Supplied text:

________________________

Historic inn in Michigan, United States

The Sheldon Inn was a two-story apartment building located at 44134 Michigan Avenue, in Sheldon Corners in Canton Township, Michigan. It was built in 1825, and previously used as a single-family home and a travelers' inn. It was listed on the National Register of Historic Places in 2000. It was demolished in 2021.

==History==
The Sheldon Inn was built by Timothy and Rachel Sheldon. The couple moved from Monroe County, New York, with all their possessions in a wagon. They had intended to settle further to the west, but when they camped for the night on the Chicago Road, two days from Detroit, they were impressed with the surrounding area and decided to settle there in Canton Township. On June 6, 1825, the couple purchased 160 acre near their overnight camping spot, including the property on which this building now sits. They were the third landowners in Sheldon Township, filing their claim only a week after the first two.

The Sheldons built a Greek Revival home on their land, and the building almost immediately became an inn, serving the influx of travellers and settlers spreading westward from Detroit. The Sheldons farmed the surrounding land, and soon the hamlet of Sheldon Corners grew around the inn. Sheldon's Corners soon became a thriving community, helped in part by the 1829 establishment of South Territorial Road (now Geddes Road), which began at Sheldon's Corners. South Territorial was established by legislative act, reading in part:

Be it enacted by the Legislative Council of the Territory of Michigan, That there shall be a territorial road laid out and established commencing in the Chicago Road, at or near the Inn of Timothy S. Sheldon, in the township of Plymouth, in the county of Wayne, thence west on the most direct and eligible route, through the village of Ann Arbor, by Samuel Clements' to Grand River, where the St. Joseph Trail crosses the same, and also through the Coghwagiac and Grand praries, thence westerly on the most eligible route to, or near the Paw Paw, to the mouth of the St. Joseph River of Lake Michigan...

________________________

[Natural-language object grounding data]
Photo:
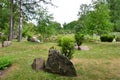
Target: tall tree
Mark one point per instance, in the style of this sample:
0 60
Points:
115 13
20 24
11 21
98 19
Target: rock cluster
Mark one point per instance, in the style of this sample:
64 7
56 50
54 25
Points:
56 63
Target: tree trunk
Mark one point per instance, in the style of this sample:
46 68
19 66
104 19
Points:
20 25
11 21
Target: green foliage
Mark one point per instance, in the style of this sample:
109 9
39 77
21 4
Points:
94 64
79 38
70 27
67 47
115 13
28 29
91 38
107 38
59 40
97 19
5 62
29 37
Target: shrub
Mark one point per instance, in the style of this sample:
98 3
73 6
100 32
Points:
29 37
5 62
107 38
59 40
67 47
79 38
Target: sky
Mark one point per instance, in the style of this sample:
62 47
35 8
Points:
67 10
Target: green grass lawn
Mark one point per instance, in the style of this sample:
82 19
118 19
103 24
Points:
101 62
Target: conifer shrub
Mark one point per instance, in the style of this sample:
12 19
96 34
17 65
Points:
79 38
5 62
67 48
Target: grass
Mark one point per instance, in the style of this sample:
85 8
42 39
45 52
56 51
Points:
101 62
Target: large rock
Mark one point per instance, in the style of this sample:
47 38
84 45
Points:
59 64
7 43
38 64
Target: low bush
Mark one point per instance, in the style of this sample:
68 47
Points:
67 47
107 38
79 38
118 38
5 62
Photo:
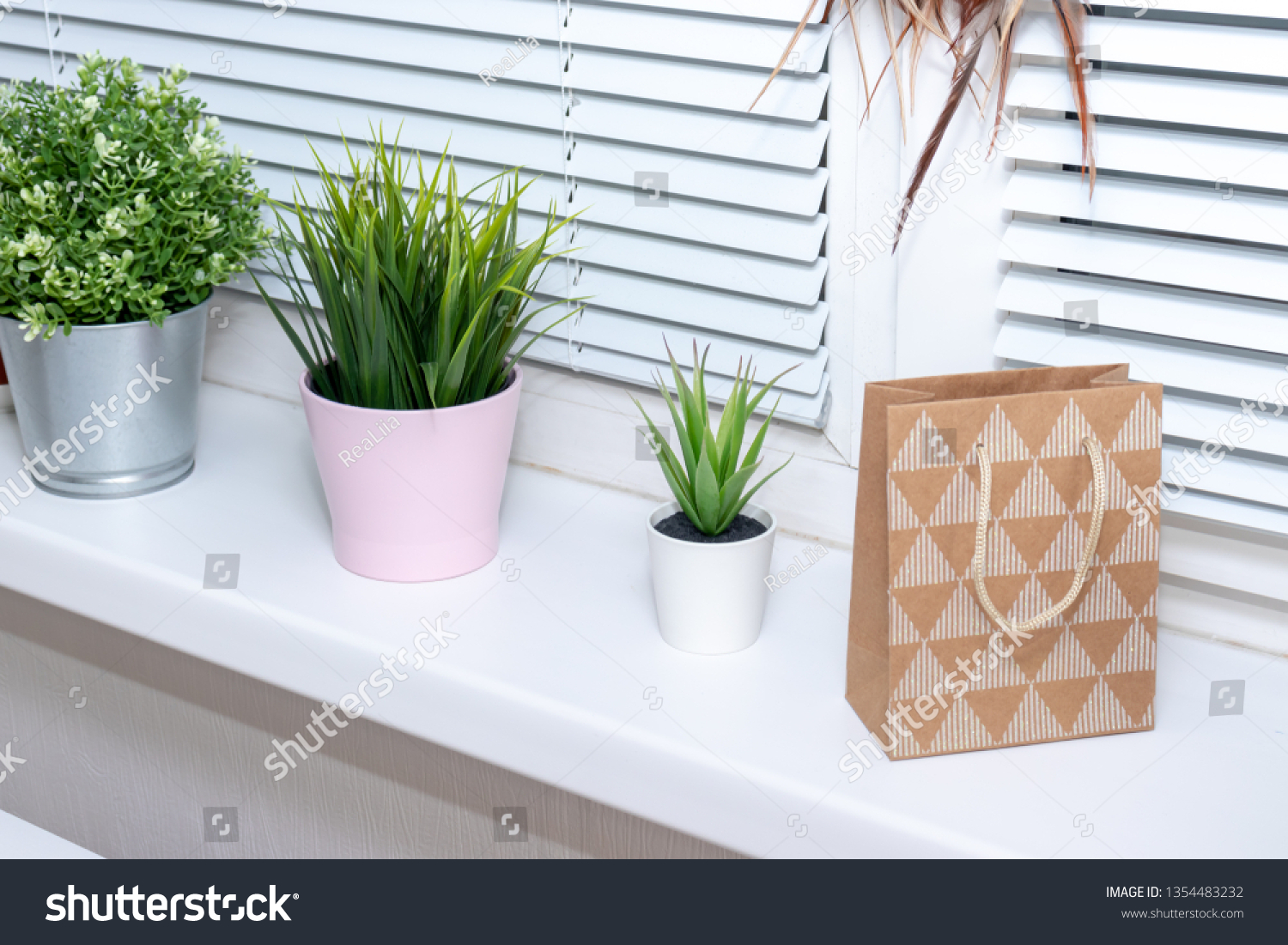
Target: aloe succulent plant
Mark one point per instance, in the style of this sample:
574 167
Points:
710 483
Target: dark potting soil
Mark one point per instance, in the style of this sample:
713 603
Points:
679 527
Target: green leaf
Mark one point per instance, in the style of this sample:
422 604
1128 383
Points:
706 492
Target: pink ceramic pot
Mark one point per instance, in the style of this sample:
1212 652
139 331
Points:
414 494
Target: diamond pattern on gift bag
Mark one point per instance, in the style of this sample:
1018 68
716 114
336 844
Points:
1089 671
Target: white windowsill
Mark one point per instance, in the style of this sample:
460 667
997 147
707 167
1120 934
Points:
556 672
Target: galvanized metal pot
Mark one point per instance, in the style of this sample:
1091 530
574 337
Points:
111 409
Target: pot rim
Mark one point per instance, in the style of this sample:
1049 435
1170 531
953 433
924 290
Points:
125 324
714 546
512 386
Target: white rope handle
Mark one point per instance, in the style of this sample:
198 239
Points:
1097 518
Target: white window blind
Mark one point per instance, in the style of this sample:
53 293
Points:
1179 262
697 219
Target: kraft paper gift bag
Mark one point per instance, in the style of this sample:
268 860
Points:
1005 572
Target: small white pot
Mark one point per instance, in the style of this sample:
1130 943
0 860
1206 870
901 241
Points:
710 597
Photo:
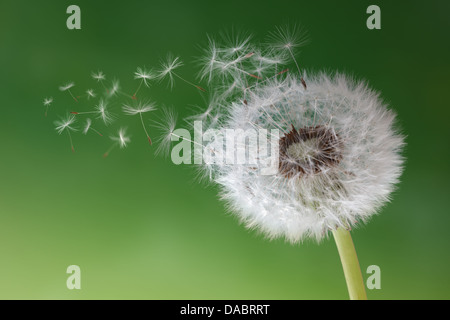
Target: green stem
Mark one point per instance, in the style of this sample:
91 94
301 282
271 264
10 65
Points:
350 264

________________________

Activities:
(a) Answer these from the Sheldon Inn text:
(i) What was the inn's street address?
(ii) Where did Timothy and Rachel Sheldon move from?
(iii) Which road, established in 1829, began at Sheldon's Corners?
(b) Summarize the Sheldon Inn text in two sentences.

Answers by task:
(a)
(i) 44134 Michigan Avenue
(ii) Monroe County, New York
(iii) South Territorial Road (now Geddes Road)

(b) Built in 1825 by Timothy and Rachel Sheldon in Canton Township, Michigan, the Sheldon Inn was used as a single-family home and a travelers' inn, was listed on the National Register of Historic Places in 2000, and was demolished in 2021. The Sheldons settled there after camping on the Chicago Road, and the hamlet of Sheldon Corners grew around the inn, helped in part by the 1829 establishment of South Territorial Road, which began there.